Problem to solve ->
A complete, exact copy of the records is needed here.

Input ->
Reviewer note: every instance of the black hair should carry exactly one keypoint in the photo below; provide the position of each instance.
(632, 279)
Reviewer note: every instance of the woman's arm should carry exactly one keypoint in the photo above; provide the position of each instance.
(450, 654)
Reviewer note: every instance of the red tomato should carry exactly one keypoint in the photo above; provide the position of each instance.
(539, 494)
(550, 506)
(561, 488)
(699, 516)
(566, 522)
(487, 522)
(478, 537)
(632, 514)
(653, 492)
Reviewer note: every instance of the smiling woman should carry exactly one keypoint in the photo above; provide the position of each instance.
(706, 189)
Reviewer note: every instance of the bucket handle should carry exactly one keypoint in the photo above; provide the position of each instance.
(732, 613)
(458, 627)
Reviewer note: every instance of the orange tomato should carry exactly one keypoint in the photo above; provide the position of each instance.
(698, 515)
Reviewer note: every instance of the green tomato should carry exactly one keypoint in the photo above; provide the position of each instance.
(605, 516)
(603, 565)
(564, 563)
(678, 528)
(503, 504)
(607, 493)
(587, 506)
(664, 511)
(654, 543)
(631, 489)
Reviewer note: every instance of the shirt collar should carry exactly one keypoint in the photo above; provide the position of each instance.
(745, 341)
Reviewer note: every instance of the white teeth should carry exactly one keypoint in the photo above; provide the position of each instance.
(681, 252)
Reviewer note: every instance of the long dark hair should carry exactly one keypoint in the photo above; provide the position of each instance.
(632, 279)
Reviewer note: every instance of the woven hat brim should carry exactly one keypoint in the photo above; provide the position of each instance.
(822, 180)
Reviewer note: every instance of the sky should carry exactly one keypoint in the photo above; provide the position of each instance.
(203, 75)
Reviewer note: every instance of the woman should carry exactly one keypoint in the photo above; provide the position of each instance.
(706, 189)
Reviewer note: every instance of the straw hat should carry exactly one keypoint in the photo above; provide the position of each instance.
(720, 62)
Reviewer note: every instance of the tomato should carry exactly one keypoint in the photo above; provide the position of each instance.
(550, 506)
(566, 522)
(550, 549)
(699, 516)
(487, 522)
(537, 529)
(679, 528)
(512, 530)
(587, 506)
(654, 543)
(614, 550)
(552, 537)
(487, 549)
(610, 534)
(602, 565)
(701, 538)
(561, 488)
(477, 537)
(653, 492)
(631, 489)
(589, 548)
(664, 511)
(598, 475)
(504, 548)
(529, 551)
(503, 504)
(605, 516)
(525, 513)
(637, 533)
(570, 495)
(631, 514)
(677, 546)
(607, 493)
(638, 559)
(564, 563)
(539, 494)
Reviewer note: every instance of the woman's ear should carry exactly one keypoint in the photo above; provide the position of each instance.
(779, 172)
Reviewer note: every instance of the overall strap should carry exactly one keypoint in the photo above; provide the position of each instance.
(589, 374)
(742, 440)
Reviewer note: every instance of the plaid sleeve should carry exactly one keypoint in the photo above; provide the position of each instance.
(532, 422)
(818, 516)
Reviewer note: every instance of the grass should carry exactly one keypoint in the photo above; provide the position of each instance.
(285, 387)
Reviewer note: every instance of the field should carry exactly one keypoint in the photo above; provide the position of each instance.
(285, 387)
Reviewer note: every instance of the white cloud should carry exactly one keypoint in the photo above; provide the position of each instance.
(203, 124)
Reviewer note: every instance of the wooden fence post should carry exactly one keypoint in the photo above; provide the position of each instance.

Response to the task ->
Reviewer note: every instance of the black hair should carry exactly one keypoint in the photo below; provide the position of each instance.
(632, 279)
Reviewer note: every instance of the woman's arm should carry exactly one keypoint in the photo above; provide the position of each instance.
(450, 654)
Reviewer note: every instance of the red tomato should carry exactly one keypoint in the photo above; provide the position of each instance.
(539, 494)
(550, 506)
(561, 488)
(699, 516)
(566, 522)
(487, 522)
(478, 537)
(632, 514)
(653, 492)
Reviewer note: every instance of the smiling woman should carry exactly one keypoint in the photo above; provide the position of each instance.
(706, 189)
Reviewer note: every instance of the bucket handle should carry exactly one keypoint in the photo above; provide the position of each instance.
(732, 613)
(458, 627)
Reviewer note: every instance of the orange tomato should carry exactly one keypoint in the photo above; provide the position of each instance.
(698, 515)
Reviewer note: every instance of the green tomato should carry exactly one keypoint in the photo above; provide the position of each instance.
(605, 516)
(603, 565)
(564, 563)
(678, 528)
(503, 504)
(607, 493)
(587, 506)
(664, 511)
(654, 543)
(631, 489)
Reviewer note: every instance of the shirt collar should carry exactly one keypoint in the photo above; provide the position of each instance.
(745, 341)
Reviewer note: every instance of the white teeth should carry exactly one keypoint in the photo above; provide the position of each instance.
(681, 252)
Reviewer note: every instance of the long dark hair should carry exactly one keypoint in the photo above; provide the position of each instance.
(632, 279)
Reviewer note: every instance of the woven hat brim should carry exactly one keypoint in the photo above; provide the position of each instance.
(822, 180)
Reviewer note: every instance of the sky should carry exactly one keypoint in the photo above; provide the position of each instance.
(203, 75)
Reviewer note: every instance of the woman should carry exactly one keypoint in the photo above; provide the position of each instance.
(706, 189)
Reviewer note: every instance of the straw hat should carry exactly one keypoint in the photo above; provide the position of each instance.
(720, 62)
Reviewer note: every instance of the tomato should carry exactly one keypoint in the photo above; provide the position of each instance.
(550, 506)
(566, 522)
(550, 549)
(699, 516)
(487, 522)
(537, 529)
(679, 528)
(512, 530)
(587, 506)
(654, 543)
(614, 550)
(552, 537)
(487, 549)
(610, 534)
(602, 565)
(701, 538)
(561, 488)
(477, 537)
(653, 492)
(631, 489)
(589, 548)
(664, 511)
(598, 475)
(504, 548)
(529, 551)
(503, 504)
(605, 516)
(525, 513)
(637, 533)
(570, 495)
(631, 514)
(677, 546)
(607, 493)
(638, 559)
(564, 563)
(539, 494)
Reviewer note: every instance of the woman's ear should carry exactly one keypoint in the photo above; provide the position of each instance.
(779, 172)
Reviewer note: every instance of the overall strap should carry exactly one keypoint in the photo above; provide the position of each instance.
(589, 374)
(742, 440)
Reviewer note: every instance of the plaid sleeve should carry exactly one keypoint in the photo above; provide the position of each instance.
(532, 422)
(818, 516)
Reviewer note: every instance of the grass should carry exactly one keypoint in the photo above; provide the position of each instance.
(285, 387)
Reviewer note: every instance of the field should carry exactly one keypoint in the photo above; provide the position of each instance.
(285, 387)
Reviewer note: every instance of the white cloud should carry exactly one keypoint in the photo above; provide the position of each instance.
(203, 124)
Reviewer note: every instance of the wooden fence post should carry exactly one keypoint in the photo above; provide the position of each instance.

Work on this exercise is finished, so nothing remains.